# WHAT YOU SHOULD DO
Reproduce verbatim the portion of the entries that opens with the line containing "The component shall place one marker per instance of the lettuce" and closes with the final line of the entries, including both of those lines.

# ENTRIES PROVIDED
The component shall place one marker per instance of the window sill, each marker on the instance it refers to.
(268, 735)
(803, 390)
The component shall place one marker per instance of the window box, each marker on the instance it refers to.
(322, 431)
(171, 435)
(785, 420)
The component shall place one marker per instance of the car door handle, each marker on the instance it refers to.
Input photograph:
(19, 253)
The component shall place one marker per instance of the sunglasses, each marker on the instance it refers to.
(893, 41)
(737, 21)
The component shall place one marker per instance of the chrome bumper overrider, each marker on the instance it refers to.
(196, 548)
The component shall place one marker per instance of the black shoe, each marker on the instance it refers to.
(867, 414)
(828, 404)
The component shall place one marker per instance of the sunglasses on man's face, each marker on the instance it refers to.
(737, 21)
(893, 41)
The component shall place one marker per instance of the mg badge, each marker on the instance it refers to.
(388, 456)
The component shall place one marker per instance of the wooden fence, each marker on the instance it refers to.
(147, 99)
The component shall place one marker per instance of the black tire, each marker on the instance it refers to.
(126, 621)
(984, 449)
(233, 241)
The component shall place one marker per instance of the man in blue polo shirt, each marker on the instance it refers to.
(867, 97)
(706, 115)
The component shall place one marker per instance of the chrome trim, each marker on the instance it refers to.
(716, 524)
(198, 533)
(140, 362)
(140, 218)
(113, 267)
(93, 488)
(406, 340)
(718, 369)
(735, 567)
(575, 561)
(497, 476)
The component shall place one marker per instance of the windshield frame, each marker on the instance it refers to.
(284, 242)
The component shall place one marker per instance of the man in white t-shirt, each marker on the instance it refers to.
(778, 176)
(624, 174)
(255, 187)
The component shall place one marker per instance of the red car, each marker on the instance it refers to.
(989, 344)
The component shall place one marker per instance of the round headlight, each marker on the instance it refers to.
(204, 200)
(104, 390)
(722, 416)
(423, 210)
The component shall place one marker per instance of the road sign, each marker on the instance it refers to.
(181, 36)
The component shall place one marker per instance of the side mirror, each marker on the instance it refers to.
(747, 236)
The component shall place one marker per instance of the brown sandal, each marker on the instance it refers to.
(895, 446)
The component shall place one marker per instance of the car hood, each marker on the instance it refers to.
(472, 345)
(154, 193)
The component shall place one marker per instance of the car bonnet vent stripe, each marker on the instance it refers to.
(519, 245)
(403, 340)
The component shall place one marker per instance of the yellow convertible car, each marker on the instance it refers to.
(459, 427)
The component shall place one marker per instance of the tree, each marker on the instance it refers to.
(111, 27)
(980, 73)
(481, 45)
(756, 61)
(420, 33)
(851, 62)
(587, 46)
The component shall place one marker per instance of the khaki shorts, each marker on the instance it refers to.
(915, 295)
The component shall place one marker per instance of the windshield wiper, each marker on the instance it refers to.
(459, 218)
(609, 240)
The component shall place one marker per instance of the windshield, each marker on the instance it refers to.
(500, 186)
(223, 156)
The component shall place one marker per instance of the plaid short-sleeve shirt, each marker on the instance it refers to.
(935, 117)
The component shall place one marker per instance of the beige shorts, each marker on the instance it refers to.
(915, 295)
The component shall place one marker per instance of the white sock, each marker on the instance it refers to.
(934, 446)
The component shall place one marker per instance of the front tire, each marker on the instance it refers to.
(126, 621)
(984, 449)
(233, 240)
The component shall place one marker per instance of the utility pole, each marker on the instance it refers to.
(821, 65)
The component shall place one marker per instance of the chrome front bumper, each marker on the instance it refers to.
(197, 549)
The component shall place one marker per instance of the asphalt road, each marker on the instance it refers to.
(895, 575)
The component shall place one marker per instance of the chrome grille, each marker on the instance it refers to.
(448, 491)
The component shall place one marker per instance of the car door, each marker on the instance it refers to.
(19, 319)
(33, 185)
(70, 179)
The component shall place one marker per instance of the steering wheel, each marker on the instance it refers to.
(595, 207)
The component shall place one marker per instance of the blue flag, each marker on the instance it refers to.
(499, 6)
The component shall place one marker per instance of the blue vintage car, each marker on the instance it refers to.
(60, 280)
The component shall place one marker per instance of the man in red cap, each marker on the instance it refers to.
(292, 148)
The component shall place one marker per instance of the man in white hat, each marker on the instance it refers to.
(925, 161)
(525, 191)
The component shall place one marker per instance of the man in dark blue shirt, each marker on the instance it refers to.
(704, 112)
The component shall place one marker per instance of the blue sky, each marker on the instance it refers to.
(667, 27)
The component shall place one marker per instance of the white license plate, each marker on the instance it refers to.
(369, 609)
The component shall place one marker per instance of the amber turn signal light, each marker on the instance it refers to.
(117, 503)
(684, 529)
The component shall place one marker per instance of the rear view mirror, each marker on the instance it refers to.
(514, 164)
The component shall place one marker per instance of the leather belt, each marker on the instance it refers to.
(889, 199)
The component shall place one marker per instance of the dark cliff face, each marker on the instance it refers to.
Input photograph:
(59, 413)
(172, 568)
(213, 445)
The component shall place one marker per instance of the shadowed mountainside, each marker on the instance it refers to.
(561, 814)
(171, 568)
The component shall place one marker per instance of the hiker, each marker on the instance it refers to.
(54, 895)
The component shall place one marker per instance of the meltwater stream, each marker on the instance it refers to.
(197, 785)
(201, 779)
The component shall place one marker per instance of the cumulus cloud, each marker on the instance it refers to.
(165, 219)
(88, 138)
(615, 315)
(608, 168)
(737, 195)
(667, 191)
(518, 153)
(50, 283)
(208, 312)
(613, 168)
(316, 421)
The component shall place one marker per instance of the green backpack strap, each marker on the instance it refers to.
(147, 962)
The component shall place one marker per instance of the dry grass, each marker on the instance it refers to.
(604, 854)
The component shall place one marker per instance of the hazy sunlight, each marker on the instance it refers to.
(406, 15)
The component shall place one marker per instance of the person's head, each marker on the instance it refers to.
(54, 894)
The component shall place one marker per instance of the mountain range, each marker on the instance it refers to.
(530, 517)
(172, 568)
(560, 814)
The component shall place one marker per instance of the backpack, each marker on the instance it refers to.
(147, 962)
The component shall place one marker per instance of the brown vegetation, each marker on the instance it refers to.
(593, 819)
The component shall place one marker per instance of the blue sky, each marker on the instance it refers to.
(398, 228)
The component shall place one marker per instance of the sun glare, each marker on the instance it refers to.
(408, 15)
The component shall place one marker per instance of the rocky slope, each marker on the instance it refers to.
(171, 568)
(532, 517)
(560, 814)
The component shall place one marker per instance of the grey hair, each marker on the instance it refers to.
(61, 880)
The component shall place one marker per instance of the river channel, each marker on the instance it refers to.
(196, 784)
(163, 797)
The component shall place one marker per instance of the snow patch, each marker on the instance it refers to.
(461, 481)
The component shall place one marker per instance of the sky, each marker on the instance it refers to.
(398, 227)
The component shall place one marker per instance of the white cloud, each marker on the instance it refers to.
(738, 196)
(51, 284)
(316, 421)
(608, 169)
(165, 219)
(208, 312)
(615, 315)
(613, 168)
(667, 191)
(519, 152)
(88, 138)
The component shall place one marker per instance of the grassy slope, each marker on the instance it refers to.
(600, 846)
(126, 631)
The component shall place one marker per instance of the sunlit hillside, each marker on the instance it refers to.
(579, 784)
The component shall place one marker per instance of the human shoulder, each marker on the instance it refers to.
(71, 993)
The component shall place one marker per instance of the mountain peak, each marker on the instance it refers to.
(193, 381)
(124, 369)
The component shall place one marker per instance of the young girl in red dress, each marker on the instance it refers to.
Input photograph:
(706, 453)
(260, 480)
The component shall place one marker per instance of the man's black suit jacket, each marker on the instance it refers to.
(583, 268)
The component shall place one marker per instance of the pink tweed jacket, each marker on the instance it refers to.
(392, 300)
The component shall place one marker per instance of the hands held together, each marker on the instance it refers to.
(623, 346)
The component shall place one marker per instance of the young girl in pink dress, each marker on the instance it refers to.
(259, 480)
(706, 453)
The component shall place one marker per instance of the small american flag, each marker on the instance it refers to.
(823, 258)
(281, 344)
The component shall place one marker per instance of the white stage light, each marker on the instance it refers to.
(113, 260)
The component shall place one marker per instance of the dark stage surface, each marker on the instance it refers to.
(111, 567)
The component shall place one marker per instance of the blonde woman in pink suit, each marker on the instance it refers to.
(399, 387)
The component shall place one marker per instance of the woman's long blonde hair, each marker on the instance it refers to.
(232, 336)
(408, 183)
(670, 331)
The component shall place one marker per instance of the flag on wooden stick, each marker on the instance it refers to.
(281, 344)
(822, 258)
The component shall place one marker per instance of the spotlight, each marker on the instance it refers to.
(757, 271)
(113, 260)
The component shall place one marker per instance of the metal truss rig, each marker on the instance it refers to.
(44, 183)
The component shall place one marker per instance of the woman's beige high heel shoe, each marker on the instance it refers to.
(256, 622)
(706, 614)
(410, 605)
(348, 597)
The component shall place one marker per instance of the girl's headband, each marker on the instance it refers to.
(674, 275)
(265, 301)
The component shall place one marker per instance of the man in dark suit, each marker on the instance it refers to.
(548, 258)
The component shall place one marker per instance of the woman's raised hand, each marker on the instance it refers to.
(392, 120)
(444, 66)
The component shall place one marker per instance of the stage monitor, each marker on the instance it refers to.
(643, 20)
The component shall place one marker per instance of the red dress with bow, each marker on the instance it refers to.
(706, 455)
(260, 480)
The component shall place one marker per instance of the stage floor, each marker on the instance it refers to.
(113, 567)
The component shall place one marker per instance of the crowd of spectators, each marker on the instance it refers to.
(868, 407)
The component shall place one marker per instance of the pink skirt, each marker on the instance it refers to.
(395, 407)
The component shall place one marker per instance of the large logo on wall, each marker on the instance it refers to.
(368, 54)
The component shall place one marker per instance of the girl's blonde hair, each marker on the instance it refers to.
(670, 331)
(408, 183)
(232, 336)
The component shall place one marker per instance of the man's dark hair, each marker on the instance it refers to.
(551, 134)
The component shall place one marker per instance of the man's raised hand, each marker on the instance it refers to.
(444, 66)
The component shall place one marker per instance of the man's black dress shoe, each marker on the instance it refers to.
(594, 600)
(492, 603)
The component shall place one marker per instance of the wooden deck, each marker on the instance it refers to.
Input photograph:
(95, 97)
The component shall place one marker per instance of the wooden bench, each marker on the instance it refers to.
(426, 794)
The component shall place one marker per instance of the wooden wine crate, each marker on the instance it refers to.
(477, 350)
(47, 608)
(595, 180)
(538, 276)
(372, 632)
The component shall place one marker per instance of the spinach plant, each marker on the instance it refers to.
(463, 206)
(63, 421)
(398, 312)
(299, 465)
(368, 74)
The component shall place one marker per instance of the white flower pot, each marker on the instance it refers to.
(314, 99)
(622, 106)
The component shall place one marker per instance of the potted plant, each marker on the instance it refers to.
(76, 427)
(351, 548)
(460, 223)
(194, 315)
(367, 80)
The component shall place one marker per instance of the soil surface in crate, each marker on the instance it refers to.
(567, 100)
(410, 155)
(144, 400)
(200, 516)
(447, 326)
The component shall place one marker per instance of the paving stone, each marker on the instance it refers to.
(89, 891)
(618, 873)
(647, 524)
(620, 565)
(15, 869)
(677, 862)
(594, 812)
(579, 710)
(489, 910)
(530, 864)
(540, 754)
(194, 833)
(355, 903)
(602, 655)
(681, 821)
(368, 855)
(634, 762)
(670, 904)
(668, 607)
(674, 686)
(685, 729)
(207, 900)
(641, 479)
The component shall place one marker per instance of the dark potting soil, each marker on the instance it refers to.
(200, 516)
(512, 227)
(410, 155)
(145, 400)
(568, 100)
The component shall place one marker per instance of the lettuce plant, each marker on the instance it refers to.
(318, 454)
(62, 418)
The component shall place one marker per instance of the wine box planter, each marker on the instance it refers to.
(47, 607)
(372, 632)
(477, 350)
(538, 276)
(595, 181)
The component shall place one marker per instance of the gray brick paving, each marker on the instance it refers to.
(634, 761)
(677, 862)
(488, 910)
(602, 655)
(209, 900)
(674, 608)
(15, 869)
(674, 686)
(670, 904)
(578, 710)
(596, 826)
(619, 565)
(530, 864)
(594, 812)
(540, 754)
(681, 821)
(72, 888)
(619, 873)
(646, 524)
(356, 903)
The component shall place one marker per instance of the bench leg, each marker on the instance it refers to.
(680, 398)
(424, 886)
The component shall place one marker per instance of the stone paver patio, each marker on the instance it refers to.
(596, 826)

# CORRECT ANSWER
The component shall place one marker per instance of the lettuce plant, each marker on the instance it refers to.
(318, 454)
(62, 418)
The component shall place one marker per instance of the wine box planter, each marker on the instance it refers to.
(47, 607)
(372, 632)
(477, 350)
(538, 276)
(595, 181)
The component shall place one marker per instance of the gray brick paving, each marker on the instance it refers to.
(634, 761)
(677, 862)
(488, 910)
(602, 655)
(209, 900)
(674, 608)
(15, 869)
(674, 686)
(670, 904)
(578, 710)
(596, 826)
(619, 565)
(530, 864)
(594, 812)
(540, 754)
(681, 821)
(72, 888)
(619, 873)
(646, 524)
(356, 903)
The component shall place one marker per instance of the bench leg, each marker on the instance it refers to.
(680, 398)
(424, 886)
The component shall place one marker per instance of the stone paver patio, each marker on the instance it refers to.
(596, 826)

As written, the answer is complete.